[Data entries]
----------
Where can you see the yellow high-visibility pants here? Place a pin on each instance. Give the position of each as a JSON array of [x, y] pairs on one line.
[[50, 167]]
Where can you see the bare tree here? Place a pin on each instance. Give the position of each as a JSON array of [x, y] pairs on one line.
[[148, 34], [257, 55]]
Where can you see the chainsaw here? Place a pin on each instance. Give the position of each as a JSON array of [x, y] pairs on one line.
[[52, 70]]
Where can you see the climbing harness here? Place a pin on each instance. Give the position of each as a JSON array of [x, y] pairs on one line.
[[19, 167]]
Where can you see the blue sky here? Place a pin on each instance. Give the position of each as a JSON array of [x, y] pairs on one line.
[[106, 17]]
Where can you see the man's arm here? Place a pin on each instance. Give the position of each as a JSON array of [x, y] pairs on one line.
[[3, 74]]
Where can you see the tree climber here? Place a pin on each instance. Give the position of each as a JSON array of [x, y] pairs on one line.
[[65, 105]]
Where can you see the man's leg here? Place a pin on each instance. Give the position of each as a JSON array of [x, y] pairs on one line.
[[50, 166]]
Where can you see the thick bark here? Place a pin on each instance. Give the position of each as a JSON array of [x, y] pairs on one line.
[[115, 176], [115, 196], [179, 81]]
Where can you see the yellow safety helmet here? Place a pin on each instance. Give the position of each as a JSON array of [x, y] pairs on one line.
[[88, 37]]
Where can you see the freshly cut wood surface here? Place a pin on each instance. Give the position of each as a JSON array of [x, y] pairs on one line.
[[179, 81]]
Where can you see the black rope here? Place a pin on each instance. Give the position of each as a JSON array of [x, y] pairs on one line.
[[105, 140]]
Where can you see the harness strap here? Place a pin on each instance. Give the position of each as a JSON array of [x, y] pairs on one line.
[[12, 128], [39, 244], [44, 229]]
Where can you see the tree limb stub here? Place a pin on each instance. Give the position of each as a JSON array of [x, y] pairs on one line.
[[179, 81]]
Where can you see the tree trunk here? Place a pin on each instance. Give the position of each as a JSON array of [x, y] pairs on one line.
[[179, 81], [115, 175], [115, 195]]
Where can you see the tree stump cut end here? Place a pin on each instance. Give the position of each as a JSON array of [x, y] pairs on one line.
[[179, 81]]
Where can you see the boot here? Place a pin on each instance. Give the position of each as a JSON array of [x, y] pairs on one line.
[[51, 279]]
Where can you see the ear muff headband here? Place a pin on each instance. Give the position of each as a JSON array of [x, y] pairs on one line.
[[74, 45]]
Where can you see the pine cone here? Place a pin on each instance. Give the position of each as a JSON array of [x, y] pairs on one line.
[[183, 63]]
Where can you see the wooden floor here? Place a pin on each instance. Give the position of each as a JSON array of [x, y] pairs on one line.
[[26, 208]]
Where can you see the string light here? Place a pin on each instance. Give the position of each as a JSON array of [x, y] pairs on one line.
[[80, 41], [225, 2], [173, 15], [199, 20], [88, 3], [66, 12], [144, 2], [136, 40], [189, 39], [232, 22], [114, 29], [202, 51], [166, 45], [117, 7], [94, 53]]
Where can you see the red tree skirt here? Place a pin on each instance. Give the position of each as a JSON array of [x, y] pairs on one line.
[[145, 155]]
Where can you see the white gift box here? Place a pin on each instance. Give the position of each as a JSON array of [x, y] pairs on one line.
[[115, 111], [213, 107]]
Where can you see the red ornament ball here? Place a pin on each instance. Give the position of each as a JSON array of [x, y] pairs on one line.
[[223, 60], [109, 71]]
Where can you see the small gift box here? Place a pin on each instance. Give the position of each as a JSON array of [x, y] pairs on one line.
----------
* **REQUIREMENT**
Rewrite the material above, replacing every "instance" with "occurrence" and keeping everything else the same.

* **RESULT BELOW**
Where can you see the yellow high-visibility pants here? Place a pin on each occurrence. Give the position of each as a JSON array of [x, y] pairs on one line.
[[50, 167]]
Where can you see the bare tree here? Place a pin on each occurrence. Give the position of each as a JSON array of [x, y] pairs on one line.
[[148, 34], [257, 55]]
Where can you see the chainsaw here? Place a pin on each occurrence. Give the position of each as a JSON array of [x, y] pairs on one line.
[[52, 70]]
Where can you see the climbing harness here? Place a pin on each occurrence. Give the position of each as a JSON array of [x, y] pairs on one line.
[[19, 167]]
Where can you see the blue sky here? Place a pin on each occurrence. Give the position of each as a JSON array of [x, y] pairs on one line.
[[106, 17]]
Where can you see the man's arm here? Place a pin on each occurrence. Give the position of each as a JSON array of [x, y] pairs on one line.
[[3, 74]]
Where can you see the tree climber here? Place a pin on each occurrence. Give the position of each as a JSON array of [x, y] pairs on one line.
[[65, 105]]
Where can you see the man's leg here? Place a pin on each occurrence. Give the position of each as a JSON array of [x, y] pairs on one line.
[[50, 166]]
Where can you see the thick bark here? Place a pin on each occurrence. Give the position of each as a JSON array of [x, y] pairs on one line.
[[115, 176], [115, 196], [179, 81]]
Where can you see the yellow safety helmet here? Place a pin on each occurrence. Give the position of each as a JSON array of [x, y] pairs on one line.
[[88, 37]]
Where can you see the freshly cut wood surface here? Place a pin on each occurrence. Give the position of each as a JSON array of [x, y] pairs on one line.
[[179, 81]]
Where can you see the black rope here? Place a pin on each occurrence. Give the position of each as a JSON array of [x, y] pairs on one line.
[[105, 140]]
Where can you see the harness strap here? Place a pin on each occurrence. Give the position of each as a JSON array of [x, y] pairs on one line.
[[12, 128], [39, 244], [44, 229]]
Where can you see the tree limb stub here? Place a pin on each occurrence. Give the position of each as a JSON array of [x, y] pairs on one line.
[[179, 81]]
Where can you see the tree trunk here? Place a pin on each occurrence. Give the position of each as a JSON array of [x, y] pairs on one line.
[[179, 81], [115, 175], [115, 195]]
Where can you see the tree stump cut end here? Place a pin on each occurrence. Give the position of each as a JSON array of [x, y] pairs on one line.
[[179, 81]]
Where can you see the boot here? Place a pin on each occurrence. Give the position of each as a JSON array of [x, y] pairs on one line.
[[51, 279]]
Where can you see the ear muff headband here? Place a pin on each occurrence. Give the position of each as a JSON array of [x, y] pairs on one line.
[[74, 45]]
Where can you see the pine cone here? Place a pin on each occurrence. Give the position of each as a JSON array of [x, y] pairs on one line.
[[183, 63]]
Where can you see the wooden floor here? Place a pin on each occurrence. Give the position of each as a JSON array of [x, y] pairs on one line.
[[26, 208]]
Where can you see the string light here? Place a pin on each occurrence. Give the position of each as a JSON array of [x, y] pairs on one line.
[[80, 41], [225, 2], [173, 15], [199, 20], [88, 3], [66, 12], [144, 2], [136, 40], [189, 39], [232, 22], [114, 29], [202, 51], [166, 45], [117, 7], [94, 53]]
Where can you see the red tree skirt here? Place a pin on each occurrence. Give the position of each as a JSON array of [x, y] pairs on one line.
[[145, 155]]
Where can you see the white gift box here? Place a pin on each occurrence. Give the position of each as a JSON array of [x, y] pairs on one line.
[[115, 111], [213, 107]]
Where can you see the red ornament ball here? Place a pin on each occurrence. Give the position of each as a JSON array of [x, y] pairs on one line.
[[223, 60], [109, 71]]
Where can you see the small gift box here? Place a pin on each occurrence. Give the position of each as a JSON array of [x, y] pairs on one line.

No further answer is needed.